**WHAT TO WORK ON:** Count the lines in the material below that contain the string "positive", treating uppercase and lowercase as different. Reply with the number alone.

**STUDY MATERIAL:**

★ ★ ★

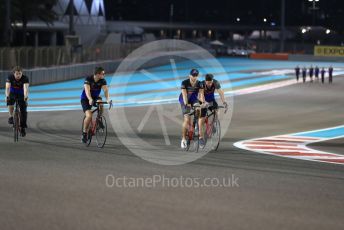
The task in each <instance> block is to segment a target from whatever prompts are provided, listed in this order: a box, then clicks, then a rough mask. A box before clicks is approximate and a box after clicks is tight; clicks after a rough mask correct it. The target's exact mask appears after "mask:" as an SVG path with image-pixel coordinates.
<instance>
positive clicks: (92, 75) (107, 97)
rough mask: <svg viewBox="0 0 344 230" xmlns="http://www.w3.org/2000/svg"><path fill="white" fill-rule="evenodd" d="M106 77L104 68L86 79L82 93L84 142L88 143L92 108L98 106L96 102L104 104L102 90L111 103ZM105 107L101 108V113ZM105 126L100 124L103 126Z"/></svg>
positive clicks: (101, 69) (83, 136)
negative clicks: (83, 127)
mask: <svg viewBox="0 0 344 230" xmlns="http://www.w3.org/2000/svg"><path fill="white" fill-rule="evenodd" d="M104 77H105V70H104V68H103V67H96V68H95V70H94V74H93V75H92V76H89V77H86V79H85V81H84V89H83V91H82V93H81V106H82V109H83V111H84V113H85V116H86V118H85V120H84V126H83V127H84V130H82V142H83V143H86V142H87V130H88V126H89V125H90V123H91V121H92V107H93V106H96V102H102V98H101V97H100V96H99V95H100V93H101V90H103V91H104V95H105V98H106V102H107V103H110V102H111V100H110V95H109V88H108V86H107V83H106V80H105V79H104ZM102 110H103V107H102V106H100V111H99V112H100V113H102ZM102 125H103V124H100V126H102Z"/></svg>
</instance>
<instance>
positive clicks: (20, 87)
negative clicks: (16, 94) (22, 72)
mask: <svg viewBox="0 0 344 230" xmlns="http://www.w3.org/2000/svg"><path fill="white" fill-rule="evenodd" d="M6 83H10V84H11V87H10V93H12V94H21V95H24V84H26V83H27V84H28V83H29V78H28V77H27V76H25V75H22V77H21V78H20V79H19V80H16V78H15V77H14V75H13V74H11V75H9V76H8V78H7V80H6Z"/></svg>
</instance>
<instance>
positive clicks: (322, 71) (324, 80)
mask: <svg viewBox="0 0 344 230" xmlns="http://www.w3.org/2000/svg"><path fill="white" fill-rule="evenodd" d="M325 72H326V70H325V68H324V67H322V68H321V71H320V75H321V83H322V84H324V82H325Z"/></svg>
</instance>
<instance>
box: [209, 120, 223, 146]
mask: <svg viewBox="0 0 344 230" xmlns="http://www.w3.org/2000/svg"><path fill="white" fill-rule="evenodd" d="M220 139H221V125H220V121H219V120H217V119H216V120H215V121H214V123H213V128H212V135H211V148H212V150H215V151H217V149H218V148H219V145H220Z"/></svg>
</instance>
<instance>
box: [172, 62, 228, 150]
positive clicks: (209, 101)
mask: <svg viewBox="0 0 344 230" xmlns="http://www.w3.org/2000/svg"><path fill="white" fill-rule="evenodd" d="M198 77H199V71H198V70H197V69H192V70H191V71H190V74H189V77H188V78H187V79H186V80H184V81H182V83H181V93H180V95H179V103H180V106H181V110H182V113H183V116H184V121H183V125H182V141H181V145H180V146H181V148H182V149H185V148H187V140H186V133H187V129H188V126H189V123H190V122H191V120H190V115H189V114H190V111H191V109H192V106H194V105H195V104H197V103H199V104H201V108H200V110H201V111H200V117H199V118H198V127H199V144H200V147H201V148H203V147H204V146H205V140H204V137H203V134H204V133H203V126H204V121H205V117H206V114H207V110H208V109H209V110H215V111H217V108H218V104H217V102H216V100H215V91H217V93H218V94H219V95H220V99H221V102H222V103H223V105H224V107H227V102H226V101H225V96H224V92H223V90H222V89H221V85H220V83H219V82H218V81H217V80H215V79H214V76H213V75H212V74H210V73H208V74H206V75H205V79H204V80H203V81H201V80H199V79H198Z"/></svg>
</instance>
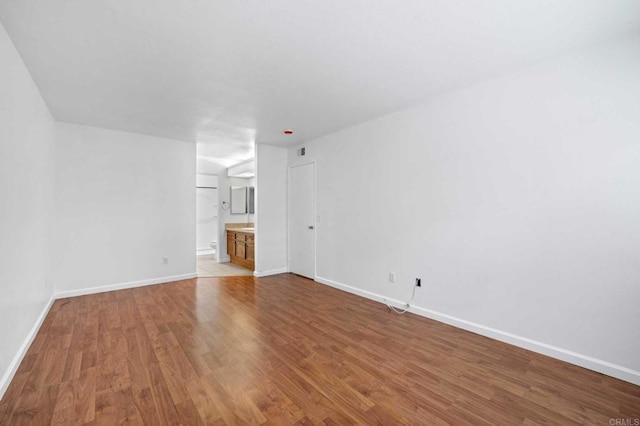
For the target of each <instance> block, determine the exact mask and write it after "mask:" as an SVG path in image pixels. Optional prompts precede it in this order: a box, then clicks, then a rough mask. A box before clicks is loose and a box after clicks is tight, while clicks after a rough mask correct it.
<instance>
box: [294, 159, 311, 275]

★ ★ ★

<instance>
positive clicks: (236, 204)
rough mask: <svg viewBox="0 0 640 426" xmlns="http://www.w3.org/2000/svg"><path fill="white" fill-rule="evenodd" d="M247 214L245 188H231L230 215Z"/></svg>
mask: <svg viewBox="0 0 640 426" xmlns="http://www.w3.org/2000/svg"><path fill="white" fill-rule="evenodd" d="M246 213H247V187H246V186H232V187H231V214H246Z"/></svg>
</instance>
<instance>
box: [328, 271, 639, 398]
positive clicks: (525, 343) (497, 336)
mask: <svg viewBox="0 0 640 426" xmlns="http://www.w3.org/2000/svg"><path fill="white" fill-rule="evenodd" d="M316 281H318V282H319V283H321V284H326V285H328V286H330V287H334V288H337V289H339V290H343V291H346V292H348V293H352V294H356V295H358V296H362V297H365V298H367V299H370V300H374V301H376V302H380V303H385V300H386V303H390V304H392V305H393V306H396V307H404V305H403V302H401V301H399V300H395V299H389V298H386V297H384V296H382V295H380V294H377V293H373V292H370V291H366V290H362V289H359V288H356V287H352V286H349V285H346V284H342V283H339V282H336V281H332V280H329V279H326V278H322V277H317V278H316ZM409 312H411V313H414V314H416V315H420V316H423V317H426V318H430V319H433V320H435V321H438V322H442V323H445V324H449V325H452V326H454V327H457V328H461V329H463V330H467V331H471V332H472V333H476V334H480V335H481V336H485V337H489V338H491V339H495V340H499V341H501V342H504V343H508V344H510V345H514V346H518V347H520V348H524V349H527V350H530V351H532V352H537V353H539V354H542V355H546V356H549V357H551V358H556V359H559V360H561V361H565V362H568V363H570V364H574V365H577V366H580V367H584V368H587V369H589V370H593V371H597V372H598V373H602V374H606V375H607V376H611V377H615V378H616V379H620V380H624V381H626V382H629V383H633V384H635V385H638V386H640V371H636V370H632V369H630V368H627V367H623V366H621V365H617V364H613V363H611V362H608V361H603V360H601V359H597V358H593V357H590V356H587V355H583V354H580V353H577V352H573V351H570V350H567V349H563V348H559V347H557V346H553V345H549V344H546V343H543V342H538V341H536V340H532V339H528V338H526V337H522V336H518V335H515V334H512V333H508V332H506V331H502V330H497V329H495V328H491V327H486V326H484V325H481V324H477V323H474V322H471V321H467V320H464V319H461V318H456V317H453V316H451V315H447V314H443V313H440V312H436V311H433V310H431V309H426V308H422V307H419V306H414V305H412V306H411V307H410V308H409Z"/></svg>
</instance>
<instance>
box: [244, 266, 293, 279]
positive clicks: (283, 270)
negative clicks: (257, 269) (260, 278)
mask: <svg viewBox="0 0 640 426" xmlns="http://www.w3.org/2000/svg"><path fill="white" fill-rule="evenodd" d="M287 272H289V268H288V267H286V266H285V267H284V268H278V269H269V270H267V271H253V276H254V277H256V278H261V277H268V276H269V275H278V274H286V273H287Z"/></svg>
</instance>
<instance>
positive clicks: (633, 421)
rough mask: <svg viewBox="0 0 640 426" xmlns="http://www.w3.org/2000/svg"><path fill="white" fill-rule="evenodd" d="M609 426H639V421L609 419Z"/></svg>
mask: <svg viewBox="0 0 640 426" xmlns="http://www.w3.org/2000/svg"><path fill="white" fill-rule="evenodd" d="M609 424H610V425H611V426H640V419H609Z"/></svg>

★ ★ ★

**EXERCISE RESULT:** 9